-------- Data shown --------

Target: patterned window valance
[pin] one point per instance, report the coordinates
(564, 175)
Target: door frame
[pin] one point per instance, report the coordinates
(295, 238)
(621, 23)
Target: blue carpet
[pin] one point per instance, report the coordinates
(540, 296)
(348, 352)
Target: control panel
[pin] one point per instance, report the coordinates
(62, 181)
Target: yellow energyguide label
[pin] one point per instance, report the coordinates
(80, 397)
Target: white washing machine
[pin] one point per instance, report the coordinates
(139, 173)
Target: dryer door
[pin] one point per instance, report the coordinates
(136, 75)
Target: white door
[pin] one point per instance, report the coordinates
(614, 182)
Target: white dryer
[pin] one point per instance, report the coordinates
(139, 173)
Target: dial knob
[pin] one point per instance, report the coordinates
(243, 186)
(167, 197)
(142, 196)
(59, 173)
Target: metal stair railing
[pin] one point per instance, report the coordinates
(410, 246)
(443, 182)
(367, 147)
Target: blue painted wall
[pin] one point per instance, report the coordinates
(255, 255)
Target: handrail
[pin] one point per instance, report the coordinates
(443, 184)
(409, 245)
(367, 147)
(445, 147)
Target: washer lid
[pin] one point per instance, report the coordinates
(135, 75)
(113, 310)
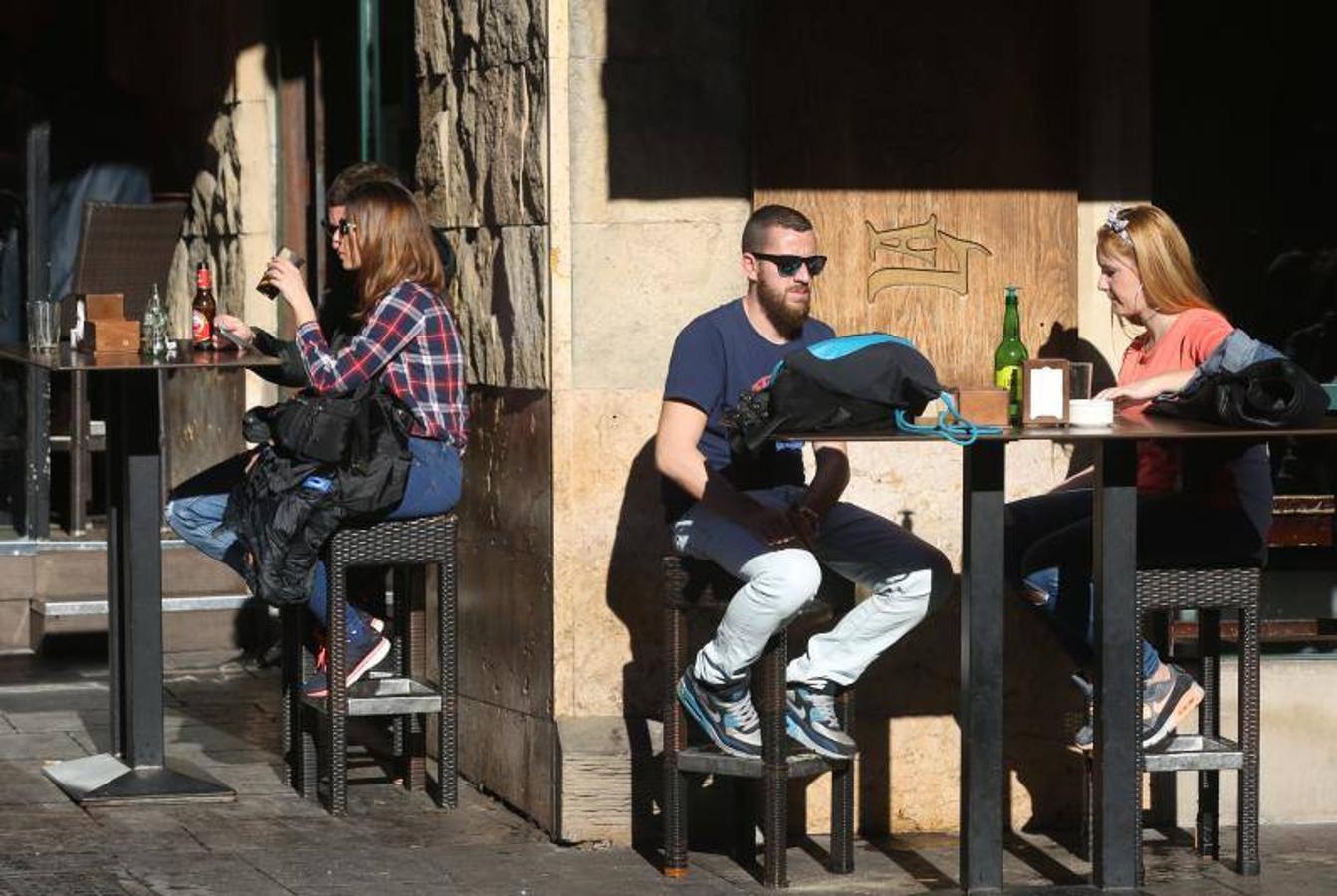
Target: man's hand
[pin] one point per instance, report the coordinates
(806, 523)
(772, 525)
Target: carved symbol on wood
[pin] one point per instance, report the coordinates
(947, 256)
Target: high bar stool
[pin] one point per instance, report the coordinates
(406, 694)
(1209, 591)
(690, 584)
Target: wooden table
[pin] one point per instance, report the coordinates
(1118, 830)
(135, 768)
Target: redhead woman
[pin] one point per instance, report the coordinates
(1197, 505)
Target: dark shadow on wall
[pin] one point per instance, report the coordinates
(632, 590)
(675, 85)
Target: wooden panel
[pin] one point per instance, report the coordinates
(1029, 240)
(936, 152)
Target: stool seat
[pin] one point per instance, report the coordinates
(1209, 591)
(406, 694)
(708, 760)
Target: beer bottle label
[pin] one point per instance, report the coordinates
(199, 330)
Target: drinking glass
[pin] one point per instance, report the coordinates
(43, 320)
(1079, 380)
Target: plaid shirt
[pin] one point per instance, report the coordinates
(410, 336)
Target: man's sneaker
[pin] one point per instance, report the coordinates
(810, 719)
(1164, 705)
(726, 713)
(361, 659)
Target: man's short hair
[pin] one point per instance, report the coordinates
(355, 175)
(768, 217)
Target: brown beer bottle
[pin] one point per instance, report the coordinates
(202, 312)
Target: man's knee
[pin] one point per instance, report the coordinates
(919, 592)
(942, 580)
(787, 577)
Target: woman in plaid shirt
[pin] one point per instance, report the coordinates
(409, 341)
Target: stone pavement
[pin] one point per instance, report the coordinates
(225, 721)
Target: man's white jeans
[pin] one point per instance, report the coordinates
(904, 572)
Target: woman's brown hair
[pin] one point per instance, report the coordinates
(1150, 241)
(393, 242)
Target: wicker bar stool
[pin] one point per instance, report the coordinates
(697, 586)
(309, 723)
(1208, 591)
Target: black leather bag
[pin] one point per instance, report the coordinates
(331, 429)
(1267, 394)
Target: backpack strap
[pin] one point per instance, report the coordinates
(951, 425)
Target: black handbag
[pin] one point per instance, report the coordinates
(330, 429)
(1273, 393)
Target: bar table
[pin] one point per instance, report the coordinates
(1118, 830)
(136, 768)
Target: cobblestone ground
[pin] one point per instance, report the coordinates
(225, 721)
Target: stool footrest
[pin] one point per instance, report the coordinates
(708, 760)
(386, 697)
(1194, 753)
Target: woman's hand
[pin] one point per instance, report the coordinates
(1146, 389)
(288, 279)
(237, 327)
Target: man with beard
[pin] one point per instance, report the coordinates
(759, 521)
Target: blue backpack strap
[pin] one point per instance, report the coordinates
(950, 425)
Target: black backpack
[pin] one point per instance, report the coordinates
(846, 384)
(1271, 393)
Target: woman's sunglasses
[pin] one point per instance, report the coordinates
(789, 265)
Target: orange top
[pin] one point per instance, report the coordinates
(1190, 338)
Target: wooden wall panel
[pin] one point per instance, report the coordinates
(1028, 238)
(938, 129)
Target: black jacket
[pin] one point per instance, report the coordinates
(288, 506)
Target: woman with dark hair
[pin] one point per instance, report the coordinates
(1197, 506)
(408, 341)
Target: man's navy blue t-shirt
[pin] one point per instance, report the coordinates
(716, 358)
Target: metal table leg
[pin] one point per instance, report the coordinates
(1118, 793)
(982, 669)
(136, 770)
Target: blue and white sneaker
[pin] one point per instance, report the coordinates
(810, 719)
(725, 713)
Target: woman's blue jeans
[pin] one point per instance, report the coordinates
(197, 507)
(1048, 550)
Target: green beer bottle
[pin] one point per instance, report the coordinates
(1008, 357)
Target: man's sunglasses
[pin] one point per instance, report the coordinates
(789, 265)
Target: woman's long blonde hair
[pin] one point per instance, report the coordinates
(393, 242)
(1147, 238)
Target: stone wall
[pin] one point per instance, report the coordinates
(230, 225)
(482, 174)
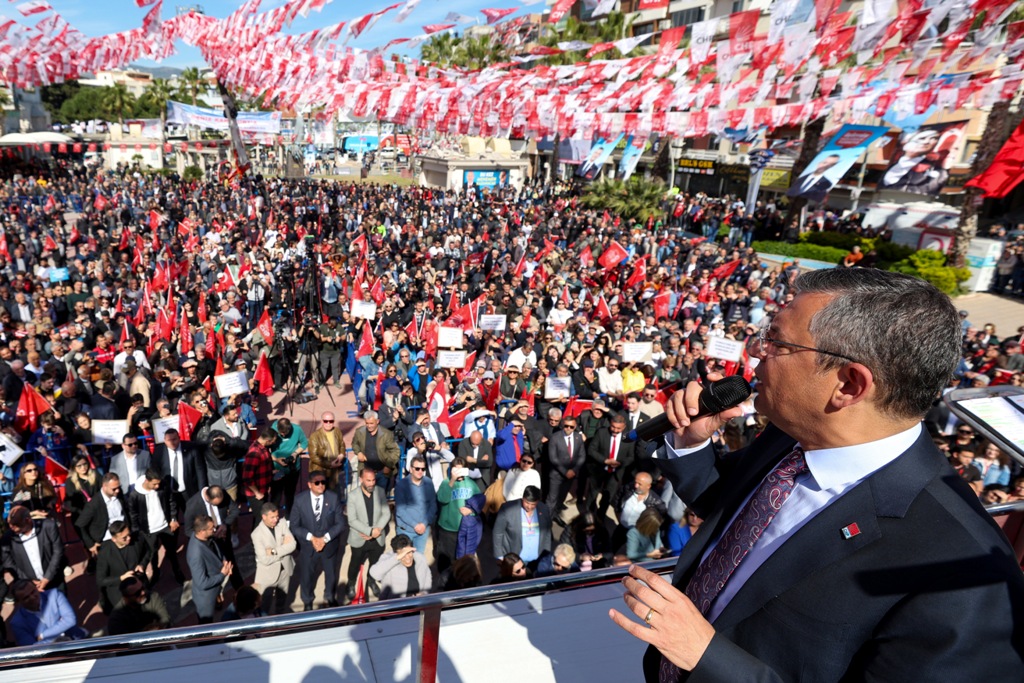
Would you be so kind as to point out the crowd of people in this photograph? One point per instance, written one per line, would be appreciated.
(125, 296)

--------

• _Brief_: Beginning with the very first line of the material above, give each line again exactly, ending with the line that contains "Target: dryer door".

• _Answer below_:
Target: patterned window valance
[pin] one point per instance, report the coordinates
(564, 175)
Target: door frame
[pin] one point per instance, report the coordinates
(295, 238)
(621, 23)
Target: blue carpet
[pin] one point per instance, report the coordinates
(540, 296)
(348, 352)
Target: control panel
[pin] one point per instance, report the coordinates
(62, 181)
Target: yellow energyguide label
[pin] one point per instance, report the coordinates
(80, 397)
Target: white washing machine
[pin] one point per instance, report the coordinates
(139, 173)
Target: dryer door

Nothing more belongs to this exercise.